* What to produce
All entries must be repeated exactly. No picture should appear in the result.

* Entries supplied
============================================================

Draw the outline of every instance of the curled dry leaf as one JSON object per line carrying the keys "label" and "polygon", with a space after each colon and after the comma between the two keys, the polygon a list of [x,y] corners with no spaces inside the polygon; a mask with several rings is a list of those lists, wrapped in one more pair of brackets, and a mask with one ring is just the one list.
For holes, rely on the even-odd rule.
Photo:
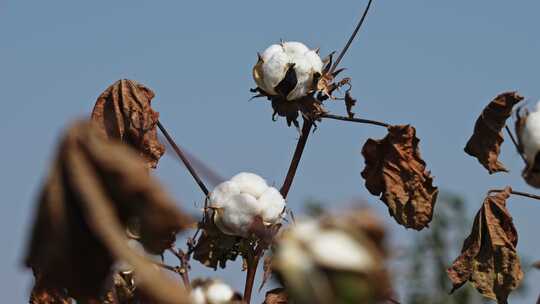
{"label": "curled dry leaf", "polygon": [[41,192],[26,265],[47,288],[90,301],[104,295],[112,284],[111,265],[123,260],[133,266],[137,286],[157,302],[183,303],[184,292],[127,246],[132,218],[140,222],[141,242],[153,251],[191,222],[131,148],[105,139],[90,122],[76,123]]}
{"label": "curled dry leaf", "polygon": [[418,142],[409,125],[390,126],[383,139],[368,139],[362,148],[362,177],[399,224],[421,230],[432,219],[439,190],[420,157]]}
{"label": "curled dry leaf", "polygon": [[149,168],[155,168],[165,146],[158,140],[159,113],[150,105],[154,92],[134,80],[122,79],[98,97],[92,120],[109,138],[121,140],[139,151]]}
{"label": "curled dry leaf", "polygon": [[276,288],[266,293],[263,304],[287,304],[289,296],[284,288]]}
{"label": "curled dry leaf", "polygon": [[523,272],[516,252],[518,235],[506,200],[512,189],[489,193],[476,214],[471,234],[465,239],[461,255],[447,270],[454,287],[467,281],[485,297],[507,303],[518,287]]}
{"label": "curled dry leaf", "polygon": [[523,97],[517,92],[502,93],[484,108],[476,120],[474,133],[464,150],[476,157],[489,174],[508,171],[498,159],[504,141],[502,129],[512,114],[512,108],[521,100]]}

============================================================

* Solution below
Draw the outline of every instance of the curled dry leaf as one JSON object per line carrying the keys "label" and "polygon", with a space after each colon and after the comma between the two keys, the polygon a list of [x,y] corners with no spaces inside the polygon; a mask with several rings is a list of those lists, wrapped in one more pair of brackets, and a mask with one ring is just the one list.
For holes, rely on the even-odd rule.
Photo:
{"label": "curled dry leaf", "polygon": [[41,192],[26,265],[47,288],[90,301],[104,295],[112,284],[111,265],[123,260],[133,266],[137,286],[157,302],[183,303],[184,292],[127,246],[132,218],[140,222],[141,242],[153,251],[191,222],[131,148],[105,139],[90,122],[76,123]]}
{"label": "curled dry leaf", "polygon": [[418,142],[409,125],[390,126],[383,139],[368,139],[362,148],[362,177],[399,224],[421,230],[432,219],[439,190],[420,157]]}
{"label": "curled dry leaf", "polygon": [[149,168],[155,168],[165,146],[158,140],[159,113],[150,105],[154,92],[134,80],[122,79],[98,97],[92,120],[109,138],[121,140],[139,151]]}
{"label": "curled dry leaf", "polygon": [[276,288],[266,293],[263,304],[287,304],[289,296],[284,288]]}
{"label": "curled dry leaf", "polygon": [[523,272],[516,252],[518,235],[506,200],[512,189],[489,193],[476,214],[471,234],[465,239],[461,255],[447,270],[454,287],[467,281],[485,297],[507,303],[518,287]]}
{"label": "curled dry leaf", "polygon": [[523,97],[517,92],[502,93],[484,108],[476,120],[474,133],[464,150],[476,157],[489,174],[508,171],[498,159],[504,141],[502,129],[512,114],[512,108],[521,100]]}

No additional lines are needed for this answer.